## Exercise description
Copy out the rows below, swapping every occurrence of "integer pixel coordinates" for "whole-number pixel coordinates" and leaving all other text as it is.
begin Recorded information
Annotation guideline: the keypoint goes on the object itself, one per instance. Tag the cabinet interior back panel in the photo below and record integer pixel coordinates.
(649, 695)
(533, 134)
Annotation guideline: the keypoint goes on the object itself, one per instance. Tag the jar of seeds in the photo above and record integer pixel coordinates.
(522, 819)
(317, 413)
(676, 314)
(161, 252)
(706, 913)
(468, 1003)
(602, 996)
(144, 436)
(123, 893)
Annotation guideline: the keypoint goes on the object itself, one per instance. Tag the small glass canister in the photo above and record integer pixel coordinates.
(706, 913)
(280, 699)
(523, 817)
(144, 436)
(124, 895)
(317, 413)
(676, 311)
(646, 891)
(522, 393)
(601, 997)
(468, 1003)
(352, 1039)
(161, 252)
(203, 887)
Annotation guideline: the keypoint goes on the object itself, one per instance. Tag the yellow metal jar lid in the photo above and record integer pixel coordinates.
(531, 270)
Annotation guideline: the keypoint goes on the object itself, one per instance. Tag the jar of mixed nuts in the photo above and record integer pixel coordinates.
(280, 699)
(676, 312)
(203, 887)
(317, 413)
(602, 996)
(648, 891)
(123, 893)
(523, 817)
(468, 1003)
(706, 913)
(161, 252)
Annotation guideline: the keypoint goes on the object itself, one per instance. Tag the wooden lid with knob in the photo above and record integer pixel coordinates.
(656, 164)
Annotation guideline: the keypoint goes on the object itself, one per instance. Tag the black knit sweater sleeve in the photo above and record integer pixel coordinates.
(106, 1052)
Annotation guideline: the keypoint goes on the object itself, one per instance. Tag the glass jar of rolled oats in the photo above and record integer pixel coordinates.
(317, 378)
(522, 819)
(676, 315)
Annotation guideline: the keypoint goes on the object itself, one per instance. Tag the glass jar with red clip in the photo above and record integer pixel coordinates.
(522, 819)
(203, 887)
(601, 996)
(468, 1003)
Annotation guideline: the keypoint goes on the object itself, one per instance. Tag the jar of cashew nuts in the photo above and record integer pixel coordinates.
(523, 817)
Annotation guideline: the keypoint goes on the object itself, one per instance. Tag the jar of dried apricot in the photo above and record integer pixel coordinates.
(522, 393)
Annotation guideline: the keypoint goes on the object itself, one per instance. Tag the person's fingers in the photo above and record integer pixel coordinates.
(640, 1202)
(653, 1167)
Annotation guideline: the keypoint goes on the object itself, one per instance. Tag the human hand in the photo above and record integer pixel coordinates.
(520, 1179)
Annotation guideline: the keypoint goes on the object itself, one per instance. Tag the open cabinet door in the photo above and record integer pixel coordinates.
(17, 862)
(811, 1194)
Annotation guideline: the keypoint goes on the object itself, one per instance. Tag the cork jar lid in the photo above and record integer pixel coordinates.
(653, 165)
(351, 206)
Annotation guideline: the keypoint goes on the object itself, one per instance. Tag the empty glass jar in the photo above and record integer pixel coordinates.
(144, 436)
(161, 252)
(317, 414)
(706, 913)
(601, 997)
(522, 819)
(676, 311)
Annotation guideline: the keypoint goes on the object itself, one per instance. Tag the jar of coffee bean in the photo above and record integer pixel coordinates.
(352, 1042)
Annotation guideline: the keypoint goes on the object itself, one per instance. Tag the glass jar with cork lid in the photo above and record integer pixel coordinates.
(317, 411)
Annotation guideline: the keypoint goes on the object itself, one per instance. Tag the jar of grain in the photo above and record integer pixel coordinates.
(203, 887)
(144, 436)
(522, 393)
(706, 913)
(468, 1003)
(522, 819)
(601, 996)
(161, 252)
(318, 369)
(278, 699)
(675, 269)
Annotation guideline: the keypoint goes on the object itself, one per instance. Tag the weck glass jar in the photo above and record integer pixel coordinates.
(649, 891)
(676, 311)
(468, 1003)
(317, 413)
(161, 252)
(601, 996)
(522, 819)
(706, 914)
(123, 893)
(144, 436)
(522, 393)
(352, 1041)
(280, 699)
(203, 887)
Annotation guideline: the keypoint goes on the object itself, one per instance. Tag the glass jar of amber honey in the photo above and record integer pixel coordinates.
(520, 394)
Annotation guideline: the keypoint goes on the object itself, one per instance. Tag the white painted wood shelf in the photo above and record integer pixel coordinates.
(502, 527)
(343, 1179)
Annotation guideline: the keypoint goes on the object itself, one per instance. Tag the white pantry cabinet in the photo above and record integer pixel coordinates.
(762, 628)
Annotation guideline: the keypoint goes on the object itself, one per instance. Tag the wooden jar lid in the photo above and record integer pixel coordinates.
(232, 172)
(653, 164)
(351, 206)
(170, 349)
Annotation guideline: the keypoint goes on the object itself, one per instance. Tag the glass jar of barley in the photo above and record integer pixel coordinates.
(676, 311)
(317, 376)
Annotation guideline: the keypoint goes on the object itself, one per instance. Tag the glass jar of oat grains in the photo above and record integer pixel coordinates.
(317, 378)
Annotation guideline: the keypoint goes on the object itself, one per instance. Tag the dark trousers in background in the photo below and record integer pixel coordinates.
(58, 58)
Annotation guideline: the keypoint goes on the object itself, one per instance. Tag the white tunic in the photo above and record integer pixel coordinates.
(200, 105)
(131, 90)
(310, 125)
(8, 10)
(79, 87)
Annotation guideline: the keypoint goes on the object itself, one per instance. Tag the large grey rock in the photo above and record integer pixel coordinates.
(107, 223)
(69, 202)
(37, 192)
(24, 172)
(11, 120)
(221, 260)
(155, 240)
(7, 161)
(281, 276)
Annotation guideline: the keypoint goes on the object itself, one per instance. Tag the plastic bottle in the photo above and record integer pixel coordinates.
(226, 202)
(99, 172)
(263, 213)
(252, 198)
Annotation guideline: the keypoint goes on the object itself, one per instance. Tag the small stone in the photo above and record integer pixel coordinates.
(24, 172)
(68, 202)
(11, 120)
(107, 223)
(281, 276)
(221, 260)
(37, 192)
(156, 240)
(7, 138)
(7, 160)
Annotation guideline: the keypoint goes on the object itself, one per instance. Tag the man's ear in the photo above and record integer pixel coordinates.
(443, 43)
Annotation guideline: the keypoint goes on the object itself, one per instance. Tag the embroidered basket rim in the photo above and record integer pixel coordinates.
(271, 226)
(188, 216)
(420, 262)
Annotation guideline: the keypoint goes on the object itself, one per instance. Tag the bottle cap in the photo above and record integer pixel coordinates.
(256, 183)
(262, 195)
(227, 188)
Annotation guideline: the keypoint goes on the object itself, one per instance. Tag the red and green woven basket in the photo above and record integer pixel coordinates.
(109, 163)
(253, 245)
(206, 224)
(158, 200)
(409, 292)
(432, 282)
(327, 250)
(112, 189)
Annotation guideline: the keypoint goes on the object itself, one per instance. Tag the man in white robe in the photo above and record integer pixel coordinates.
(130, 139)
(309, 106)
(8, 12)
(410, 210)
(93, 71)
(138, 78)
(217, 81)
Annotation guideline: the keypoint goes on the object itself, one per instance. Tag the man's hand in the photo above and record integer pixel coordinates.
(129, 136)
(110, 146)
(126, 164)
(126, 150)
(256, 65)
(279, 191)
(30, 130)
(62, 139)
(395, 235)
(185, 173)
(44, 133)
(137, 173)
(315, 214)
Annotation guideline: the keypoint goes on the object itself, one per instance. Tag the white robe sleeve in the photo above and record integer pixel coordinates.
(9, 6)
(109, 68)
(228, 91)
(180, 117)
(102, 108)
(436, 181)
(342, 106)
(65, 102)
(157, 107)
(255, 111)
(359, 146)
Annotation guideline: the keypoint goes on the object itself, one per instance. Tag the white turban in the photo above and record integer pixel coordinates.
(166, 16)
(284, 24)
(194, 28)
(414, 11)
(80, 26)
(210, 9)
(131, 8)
end Recorded information
## Correct output
Annotation guideline: the keypoint goes on the object itself, one per instance. Tag the cabinet interior back panel in the photo below and record whole-number pixel coordinates.
(649, 695)
(533, 134)
Annotation guideline: the keypoint goes on the object itself, one per instance. Tag the jar of seeds in the photo above and record whole-number pixel coordinates.
(522, 819)
(317, 413)
(676, 314)
(161, 252)
(706, 913)
(468, 1003)
(602, 996)
(144, 436)
(123, 893)
Annotation guideline: the keypoint goes on the object itself, one per instance. Tag the small glass canister in the photo above and record whole-number pixel coordinates.
(706, 913)
(280, 699)
(523, 817)
(144, 436)
(124, 895)
(317, 413)
(676, 311)
(646, 891)
(522, 393)
(601, 997)
(468, 1003)
(352, 1039)
(161, 252)
(203, 887)
Annotation guideline: the keypoint goes on the object itself, one per instance. Tag the yellow metal jar lid in the photo above and record whole-number pixel coordinates.
(531, 270)
Annotation guideline: the keypoint goes on the object itself, one per instance. Tag the jar of mixed nuts in the photo above and record whole-number pixel coordinates.
(280, 699)
(676, 312)
(203, 887)
(317, 413)
(602, 996)
(648, 891)
(123, 893)
(523, 817)
(468, 1003)
(706, 913)
(161, 252)
Annotation guideline: the keypoint goes on the object itself, one per instance. Tag the wooden lid with knob in the photo above and record whole-number pixel coordinates.
(656, 164)
Annotation guideline: the keypoint goes on the object itself, one per instance. Tag the black knit sweater sleeve in the photo above and record whole-number pixel coordinates.
(106, 1052)
Annotation guideline: the keypoint goes on the object itself, one per instance. Tag the glass jar of rolled oats in the photo above and record whole-number pixel coordinates.
(317, 378)
(522, 819)
(676, 315)
Annotation guideline: the keypoint goes on the object itself, one per instance. Tag the glass jar with red clip in the photo above and record whole-number pixel coordinates.
(522, 819)
(203, 887)
(601, 996)
(468, 1003)
Annotation guideline: the keypoint goes on the object itself, one per instance. Tag the jar of cashew nuts in the photo above and record whole-number pixel coordinates.
(523, 817)
Annotation guideline: the keypoint goes on the object itself, one per instance. Tag the jar of dried apricot in the photo above and record whole-number pixel coordinates.
(522, 393)
Annotation guideline: the keypoint goes on the object itself, one per instance. Tag the person's fingers in the photo above and record whole-number pixel coordinates.
(640, 1202)
(653, 1167)
Annotation guideline: the keypoint goes on the object itself, one per instance. Tag the human hand in the photo above and record whole-number pixel coordinates.
(520, 1179)
Annotation guideline: the keypoint goes on the object itself, one per instance. Tag the open cabinet door in the photo above and record whole-number pixel coordinates.
(17, 862)
(811, 1194)
Annotation guideline: the keypoint goes on the object itself, one per instance. Tag the cork jar lid in the photo above and record whole-number pixel coordinates.
(653, 165)
(351, 206)
Annotation guideline: the keypoint goes on the object itself, one per instance. Tag the empty glass jar in the photo above and record whole-number pixel coordinates.
(144, 436)
(161, 252)
(317, 414)
(706, 913)
(601, 997)
(522, 819)
(676, 311)
Annotation guideline: the keypoint goes on the object itself, one per instance. Tag the jar of coffee bean in the photo above and record whole-number pixel coordinates.
(352, 1042)
Annotation guideline: the keypoint goes on the object itself, one per instance. Tag the glass jar with cork lid in the photo above and record whole-number pixel coordinates.
(317, 411)
Annotation guideline: the keypoint goes on the object itself, one per instance. Tag the jar of grain in the photo above and record whole-number pixel coordinates.
(203, 887)
(144, 436)
(522, 393)
(706, 913)
(468, 1003)
(522, 819)
(601, 996)
(161, 252)
(318, 369)
(278, 699)
(675, 269)
Annotation guideline: the keypoint goes on the object itself, one per instance. Tag the weck glass jar in the photo above and record whole-number pixel coordinates.
(649, 891)
(676, 311)
(468, 1003)
(317, 413)
(161, 252)
(601, 996)
(522, 819)
(706, 914)
(123, 893)
(144, 436)
(522, 393)
(352, 1041)
(280, 699)
(203, 887)
Annotation guideline: the keypoint goes on the object itself, one per instance. Tag the glass jar of amber honey in the photo above and record whole-number pixel coordinates.
(520, 394)
Annotation guideline: the keypoint goes on the object itself, one per instance. Tag the white painted wood shelf in the photo above and record whole-number pixel coordinates.
(502, 527)
(343, 1179)
Annotation guideline: the keypoint goes on the object itself, one per instance. Tag the white pantry cabinet in the photo above and record whole-number pixel coordinates.
(762, 628)
Annotation guideline: the keypoint goes on the object itself, one per instance. Tag the wooden jar lid in the photo above and record whole-number pixel coordinates.
(232, 172)
(653, 164)
(351, 206)
(170, 349)
Annotation guideline: the keypoint goes on the object itself, one per instance. Tag the glass jar of barley in the photo above and record whole-number pixel coordinates.
(676, 311)
(317, 376)
Annotation guideline: the keypoint goes on the object itself, one per instance. Tag the glass jar of oat grains in the photo above and record whole-number pixel coordinates.
(317, 378)
Annotation guideline: the keypoint goes on the object itself, one per instance. Tag the dark trousers in background in the photo below and record whole-number pixel coordinates.
(58, 58)
Annotation guideline: the keypoint goes on the object itself, one per instance. Tag the white tunic in the photo above and record whole-number pixel coordinates.
(200, 105)
(131, 90)
(310, 125)
(8, 10)
(79, 87)
Annotation guideline: the keypoint goes on the object itself, one per instance. Tag the large grey rock in the photo above and record whole-number pixel coordinates.
(107, 223)
(69, 202)
(37, 192)
(24, 172)
(11, 120)
(221, 260)
(155, 240)
(7, 161)
(281, 276)
Annotation guideline: the keypoint goes on the object itself, one per instance. Tag the plastic bottle in the photo above and record whole-number pixel coordinates.
(226, 202)
(99, 172)
(263, 213)
(252, 198)
Annotation guideline: the keypoint goes on the object itself, one per instance. Tag the small stone in the photo above and record whole-number pixel coordinates.
(24, 172)
(68, 202)
(11, 120)
(107, 223)
(281, 276)
(221, 260)
(37, 192)
(156, 240)
(7, 138)
(7, 160)
Annotation guideline: the keypoint goes on the object itself, one per instance. Tag the man's ear in the photo above and record whole-number pixel coordinates.
(443, 43)
Annotation guideline: the keypoint goes on the object itself, one per instance. Tag the embroidered basket rim in the photo above and record whole-number pixel coordinates.
(271, 226)
(188, 216)
(420, 262)
Annotation guideline: the keypoint goes on the object itself, one per instance. Tag the bottle cap in the photo above and record whole-number pixel coordinates.
(256, 183)
(262, 195)
(227, 188)
Annotation guideline: the keypoint goes on the object itself, one per instance. Tag the red and green woven basket in the photo above and record whole-number pixel coordinates.
(109, 163)
(253, 245)
(206, 224)
(158, 200)
(409, 292)
(432, 282)
(327, 250)
(112, 189)
Annotation guideline: the keypoint goes on the object itself, one per instance. Tag the man in white robe in the photo above and record whole-number pixel coordinates.
(130, 139)
(309, 106)
(8, 12)
(410, 210)
(93, 71)
(138, 78)
(217, 81)
Annotation guideline: the keypoint goes on the object itself, one per instance. Tag the man's hand in the photo above and record whole-number pixel coordinates.
(129, 136)
(110, 146)
(126, 164)
(126, 150)
(256, 65)
(279, 191)
(30, 130)
(62, 139)
(395, 235)
(185, 173)
(44, 133)
(137, 173)
(315, 214)
Annotation guideline: the keypoint goes on the object itself, one per instance. Tag the white robe sleeve in the photo above and record whole-number pixel coordinates.
(9, 6)
(109, 68)
(228, 91)
(180, 117)
(102, 108)
(436, 181)
(342, 106)
(65, 102)
(157, 107)
(255, 111)
(359, 146)
Annotation guideline: the keypoint goes on the object itself, one per instance. Tag the white turban in the photo above and record whole-number pixel coordinates.
(166, 16)
(284, 24)
(194, 28)
(414, 11)
(80, 26)
(210, 9)
(131, 8)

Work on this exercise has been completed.